EXERCISE TASK - The listing below should be written out exactly; please include all of it.

THE RECORDS -
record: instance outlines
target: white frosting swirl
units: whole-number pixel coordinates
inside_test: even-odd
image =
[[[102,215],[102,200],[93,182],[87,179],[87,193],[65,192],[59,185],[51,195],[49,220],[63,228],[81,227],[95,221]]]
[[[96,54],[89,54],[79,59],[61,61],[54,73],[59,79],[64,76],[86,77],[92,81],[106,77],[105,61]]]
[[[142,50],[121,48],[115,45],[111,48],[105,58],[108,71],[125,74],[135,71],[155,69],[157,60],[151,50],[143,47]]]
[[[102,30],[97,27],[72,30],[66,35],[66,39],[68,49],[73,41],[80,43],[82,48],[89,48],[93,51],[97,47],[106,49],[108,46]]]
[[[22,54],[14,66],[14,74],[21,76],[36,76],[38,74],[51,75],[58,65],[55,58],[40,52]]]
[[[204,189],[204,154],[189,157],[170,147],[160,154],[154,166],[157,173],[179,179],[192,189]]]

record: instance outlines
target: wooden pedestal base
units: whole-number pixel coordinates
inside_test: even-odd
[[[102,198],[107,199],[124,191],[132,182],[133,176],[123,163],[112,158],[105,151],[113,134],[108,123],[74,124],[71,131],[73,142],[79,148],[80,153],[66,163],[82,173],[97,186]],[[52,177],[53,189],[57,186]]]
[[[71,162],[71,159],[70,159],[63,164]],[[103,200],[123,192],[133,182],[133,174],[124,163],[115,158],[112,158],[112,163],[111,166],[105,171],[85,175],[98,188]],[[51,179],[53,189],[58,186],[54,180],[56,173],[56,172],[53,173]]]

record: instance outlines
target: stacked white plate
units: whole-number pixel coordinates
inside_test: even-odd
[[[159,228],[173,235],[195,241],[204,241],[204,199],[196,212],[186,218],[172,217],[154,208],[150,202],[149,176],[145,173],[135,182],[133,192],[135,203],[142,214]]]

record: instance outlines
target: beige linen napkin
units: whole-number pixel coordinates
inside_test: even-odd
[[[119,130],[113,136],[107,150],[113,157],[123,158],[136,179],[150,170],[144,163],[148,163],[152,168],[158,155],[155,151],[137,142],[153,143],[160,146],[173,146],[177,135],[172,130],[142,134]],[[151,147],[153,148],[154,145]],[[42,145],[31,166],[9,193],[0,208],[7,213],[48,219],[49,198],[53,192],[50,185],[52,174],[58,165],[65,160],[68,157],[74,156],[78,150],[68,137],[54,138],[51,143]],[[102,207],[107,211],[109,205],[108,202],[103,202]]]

COMPLETED TASK -
record: instance outlines
target: white frosting swirl
units: whole-number pixel coordinates
inside_test: even-odd
image =
[[[102,215],[102,200],[93,182],[87,179],[87,193],[65,192],[59,185],[51,195],[49,220],[63,228],[81,227],[95,221]]]
[[[96,54],[89,54],[79,59],[61,61],[54,73],[59,79],[64,76],[86,77],[92,81],[106,77],[105,61]]]
[[[142,50],[121,48],[115,45],[111,48],[105,58],[108,71],[125,74],[135,71],[155,69],[157,60],[151,50],[143,47]]]
[[[102,30],[97,27],[72,30],[66,35],[66,39],[68,49],[73,41],[80,43],[82,48],[89,48],[93,51],[97,47],[106,49],[108,46]]]
[[[22,54],[14,66],[14,74],[21,76],[36,76],[38,74],[51,75],[58,65],[55,58],[40,52]]]
[[[204,189],[204,154],[189,157],[170,147],[160,154],[154,166],[157,173],[179,179],[192,189]]]

record: instance outlines
target: wooden pedestal base
units: whole-number pixel coordinates
inside_test: even-odd
[[[102,198],[107,199],[124,191],[132,182],[133,176],[123,163],[112,158],[105,151],[113,134],[108,123],[74,124],[71,131],[73,142],[79,148],[80,153],[66,163],[82,173],[97,186]],[[52,177],[53,189],[57,186]]]
[[[71,162],[71,159],[70,159],[63,164]],[[103,200],[123,192],[133,182],[133,174],[124,163],[115,158],[112,158],[112,163],[111,166],[105,171],[85,175],[98,188]],[[51,179],[53,189],[58,186],[54,180],[56,173],[56,172],[53,173]]]

record: instance outlines
target: stacked white plate
units: whole-number pixel coordinates
inside_test: even-odd
[[[159,228],[173,235],[195,241],[204,241],[204,199],[196,212],[186,218],[172,217],[154,208],[150,202],[149,176],[145,173],[135,182],[133,192],[135,203],[142,214]]]

record: instance outlines
target: beige linen napkin
units: whole-number pixel coordinates
inside_test: even-odd
[[[119,130],[113,136],[107,150],[113,157],[123,158],[136,179],[150,170],[144,163],[148,163],[152,168],[158,155],[155,151],[137,142],[153,143],[160,146],[173,146],[177,135],[172,130],[142,134]],[[151,147],[153,148],[154,145]],[[42,145],[31,166],[9,193],[0,208],[7,213],[48,219],[49,198],[53,192],[50,185],[52,174],[58,165],[65,160],[68,157],[74,156],[78,150],[68,137],[54,138],[51,143]],[[102,207],[107,211],[109,205],[108,202],[103,202]]]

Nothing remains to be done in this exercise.